• **OBIETTIVO**
Ricopia tutte le voci che seguono, senza cambiare nulla.

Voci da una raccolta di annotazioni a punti
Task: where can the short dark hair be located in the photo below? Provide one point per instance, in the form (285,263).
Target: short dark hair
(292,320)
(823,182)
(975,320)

• **RISPOSTA ALL'ESERCIZIO**
Task: where can the short dark hair be located in the photo below? Provide one point per instance, in the form (285,263).
Target: short dark hair
(292,320)
(823,182)
(975,320)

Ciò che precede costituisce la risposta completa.